#### [GIVEN TEXT]
“In this work families often share their most difficult challenges, discuss them in an effort to make sense of them, sit with painful emotions and work to change behaviours,” says clinical child psychology resident Michelle Rodrigues. “The courage and resiliency I witness from families, and the hope that things can be better, motivates me to do this work every single day.”
Rodrigues is one of four residents taking part in the Doctoral Residency in Clinical Psychology at the IWK. The residency provides training for doctoral students in the areas of pediatric health and child/adolescent clinical psychology. Over the course of a year, they receive extensive training and supervised experience in psychological assessment and intervention for a variety of patient populations and clinical needs in a pediatric setting.
As a resident at the IWK Rodrigues provides support to children and adolescents in both inpatient and outpatient settings, in the Community Mental Health and Addictions (CMHA) clinic in Dartmouth and the Preschool Pediatric Psychology Service. She also completes assessments with pre-school aged children to better understand cognitive and behavioural development, consulting with parents and teachers to implement home and school-based intervention programs. Rodrigues will soon join Adolescent Intensive Services.
“Psychology at the IWK is a large, dynamic discipline,” says Rodrigues. “I was excited to train at a hospital with extensive mental health services and collaborate with various other health care professionals to deliver high-quality care. I also wanted to work in a setting where parents and children are considered essential allies for understanding and supporting families along their mental health journey.”
Tiffany Tsui works in in the CMHA clinic in Sackville, helping children, adolescents, and their families with mental health concerns such as anxiety, depression, and emotion regulation difficulties. She also works in the Neuropsychology Service, providing psychoeducational assessments for children and youth with neurological and medical conditions.
“After completing my residency, I would like to become a fully registered clinical psychologist and continue to help children, youth, and families live happier and healthier lives,” Tsui says. “I am passionate about working with children and youth because there is the opportunity to intervene early to improve difficulties and hopefully reduce the need for future services.”
Catherine Thompson-Walsh currently works with the Preschool Pediatric Psychology Service and in Adolescent Intensive Services. She will also soon join the CMHA service in the Dartmouth clinic.

#### [EXTRACTED INFORMATION]
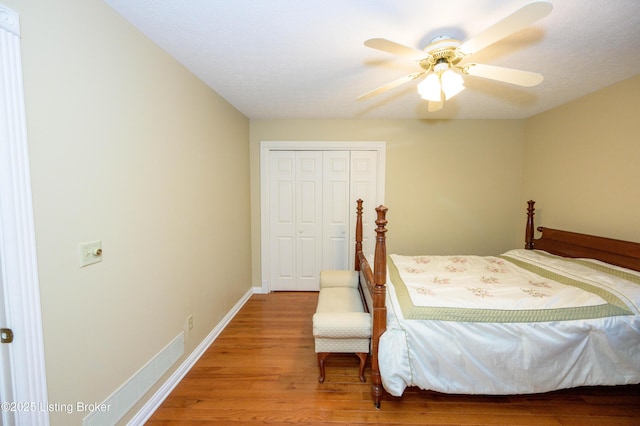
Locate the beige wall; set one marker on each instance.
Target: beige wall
(451, 186)
(128, 147)
(582, 163)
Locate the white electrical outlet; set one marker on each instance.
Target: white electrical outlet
(90, 253)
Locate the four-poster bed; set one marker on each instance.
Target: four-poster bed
(574, 327)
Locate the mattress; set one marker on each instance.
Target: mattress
(522, 322)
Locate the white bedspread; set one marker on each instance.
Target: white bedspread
(523, 322)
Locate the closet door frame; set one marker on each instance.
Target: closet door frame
(267, 146)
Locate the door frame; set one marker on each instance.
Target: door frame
(18, 261)
(267, 146)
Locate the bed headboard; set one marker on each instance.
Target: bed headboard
(573, 244)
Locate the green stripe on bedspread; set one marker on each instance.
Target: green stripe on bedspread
(599, 267)
(613, 307)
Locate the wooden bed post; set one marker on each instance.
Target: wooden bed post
(529, 233)
(379, 304)
(358, 233)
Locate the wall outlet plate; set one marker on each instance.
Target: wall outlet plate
(90, 253)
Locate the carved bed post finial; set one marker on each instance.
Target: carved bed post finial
(528, 238)
(358, 233)
(380, 257)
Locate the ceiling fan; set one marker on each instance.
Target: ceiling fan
(442, 60)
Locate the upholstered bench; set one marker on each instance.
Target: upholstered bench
(340, 323)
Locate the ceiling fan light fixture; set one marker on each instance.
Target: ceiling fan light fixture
(430, 88)
(452, 83)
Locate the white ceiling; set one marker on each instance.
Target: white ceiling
(295, 59)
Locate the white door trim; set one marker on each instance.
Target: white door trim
(18, 260)
(267, 146)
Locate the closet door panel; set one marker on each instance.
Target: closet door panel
(308, 219)
(336, 219)
(282, 220)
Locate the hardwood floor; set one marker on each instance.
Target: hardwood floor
(262, 369)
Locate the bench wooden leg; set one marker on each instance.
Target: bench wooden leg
(321, 357)
(363, 361)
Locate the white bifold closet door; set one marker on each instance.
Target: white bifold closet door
(311, 201)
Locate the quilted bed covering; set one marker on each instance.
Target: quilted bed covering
(522, 322)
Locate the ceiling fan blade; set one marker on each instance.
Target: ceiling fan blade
(394, 48)
(390, 85)
(507, 75)
(518, 20)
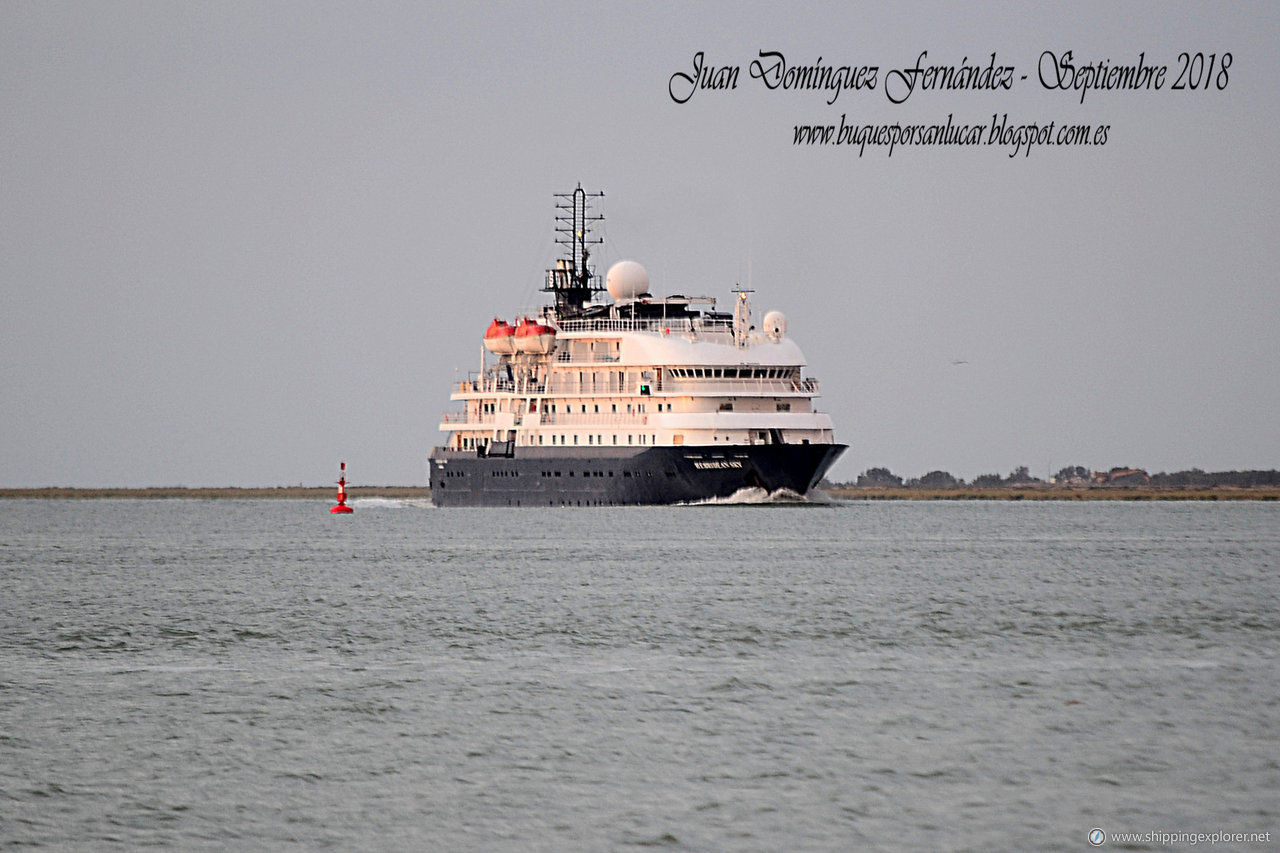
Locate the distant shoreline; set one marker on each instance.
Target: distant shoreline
(840, 493)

#### [REQUIRED TASKS]
**a)** Write out the IWK residency article from "Catherine Thompson-Walsh currently" up to and including "the Dartmouth clinic.".
**b)** Answer these from the IWK residency article:
(i) How many residents take part in the Doctoral Residency in Clinical Psychology at the IWK?
(ii) In which community is the CMHA clinic where Tiffany Tsui works?
(iii) Which two services does Catherine Thompson-Walsh currently work with?
You can leave the rows aside; none of them is needed.

#### [OUTPUTS FOR THE TASKS]
**a)**
Catherine Thompson-Walsh currently works with the Preschool Pediatric Psychology Service and in Adolescent Intensive Services. She will also soon join the CMHA service in the Dartmouth clinic.

**b)**
(i) Four.
(ii) Sackville.
(iii) The Preschool Pediatric Psychology Service and Adolescent Intensive Services.